How many lines in the listing below contain the string "jacket"? Case counts, so count only exact-case matches, and reply with the number alone.

Entries from a dataset:
----------------------------------------
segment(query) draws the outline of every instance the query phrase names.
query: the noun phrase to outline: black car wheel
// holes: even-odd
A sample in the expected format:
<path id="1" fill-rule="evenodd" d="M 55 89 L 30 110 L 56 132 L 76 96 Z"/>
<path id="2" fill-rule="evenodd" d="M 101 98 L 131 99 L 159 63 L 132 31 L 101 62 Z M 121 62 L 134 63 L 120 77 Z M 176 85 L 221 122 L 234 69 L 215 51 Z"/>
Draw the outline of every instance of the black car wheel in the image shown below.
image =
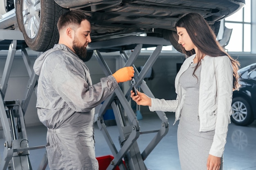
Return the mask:
<path id="1" fill-rule="evenodd" d="M 36 51 L 53 47 L 58 41 L 58 17 L 69 9 L 59 6 L 54 0 L 16 2 L 18 24 L 29 47 Z"/>
<path id="2" fill-rule="evenodd" d="M 247 126 L 253 122 L 252 113 L 248 102 L 241 97 L 235 98 L 232 103 L 231 120 L 240 126 Z"/>

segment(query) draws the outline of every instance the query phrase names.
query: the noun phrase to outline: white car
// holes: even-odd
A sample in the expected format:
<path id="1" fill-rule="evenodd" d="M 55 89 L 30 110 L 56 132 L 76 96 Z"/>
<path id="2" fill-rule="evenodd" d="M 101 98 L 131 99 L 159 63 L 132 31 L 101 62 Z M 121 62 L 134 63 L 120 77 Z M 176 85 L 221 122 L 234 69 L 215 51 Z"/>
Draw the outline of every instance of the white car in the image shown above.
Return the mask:
<path id="1" fill-rule="evenodd" d="M 217 35 L 220 21 L 245 4 L 245 0 L 0 0 L 0 29 L 19 29 L 30 48 L 44 51 L 58 40 L 60 15 L 80 9 L 91 17 L 94 42 L 143 33 L 169 39 L 180 50 L 174 29 L 179 17 L 198 13 Z"/>

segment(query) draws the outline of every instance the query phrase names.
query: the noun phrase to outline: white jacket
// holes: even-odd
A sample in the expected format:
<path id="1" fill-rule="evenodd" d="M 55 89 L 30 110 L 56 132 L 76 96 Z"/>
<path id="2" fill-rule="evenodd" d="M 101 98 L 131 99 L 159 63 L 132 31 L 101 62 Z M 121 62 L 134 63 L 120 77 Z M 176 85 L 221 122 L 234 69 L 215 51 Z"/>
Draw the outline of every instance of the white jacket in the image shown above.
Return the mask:
<path id="1" fill-rule="evenodd" d="M 180 83 L 180 76 L 193 62 L 195 54 L 187 58 L 182 65 L 175 79 L 176 100 L 151 98 L 150 111 L 175 112 L 174 124 L 180 119 L 186 90 Z M 233 68 L 227 56 L 211 57 L 206 56 L 201 60 L 200 73 L 198 114 L 199 131 L 215 130 L 213 141 L 209 154 L 221 157 L 226 142 L 228 124 L 232 113 Z"/>

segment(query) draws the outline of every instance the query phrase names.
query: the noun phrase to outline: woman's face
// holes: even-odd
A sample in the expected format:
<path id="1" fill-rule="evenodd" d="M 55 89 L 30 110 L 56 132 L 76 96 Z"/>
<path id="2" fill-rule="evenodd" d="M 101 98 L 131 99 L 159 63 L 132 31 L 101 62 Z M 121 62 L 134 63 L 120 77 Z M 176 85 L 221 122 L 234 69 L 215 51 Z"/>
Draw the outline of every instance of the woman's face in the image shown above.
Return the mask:
<path id="1" fill-rule="evenodd" d="M 177 26 L 176 29 L 179 36 L 178 43 L 181 44 L 186 51 L 190 51 L 193 49 L 196 50 L 196 47 L 192 41 L 186 29 L 184 27 Z"/>

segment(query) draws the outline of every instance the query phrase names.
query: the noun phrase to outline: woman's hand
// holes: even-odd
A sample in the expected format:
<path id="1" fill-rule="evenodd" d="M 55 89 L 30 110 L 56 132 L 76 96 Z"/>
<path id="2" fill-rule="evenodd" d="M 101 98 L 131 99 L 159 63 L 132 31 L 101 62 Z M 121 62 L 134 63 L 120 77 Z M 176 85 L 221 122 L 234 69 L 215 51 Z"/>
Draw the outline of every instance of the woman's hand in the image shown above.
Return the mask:
<path id="1" fill-rule="evenodd" d="M 207 160 L 207 170 L 219 170 L 221 163 L 221 158 L 209 155 Z"/>
<path id="2" fill-rule="evenodd" d="M 130 96 L 137 105 L 142 106 L 151 106 L 151 99 L 143 93 L 140 92 L 137 90 L 137 94 L 134 96 L 134 93 L 132 90 L 131 91 Z"/>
----------------------------------------
Task output: 2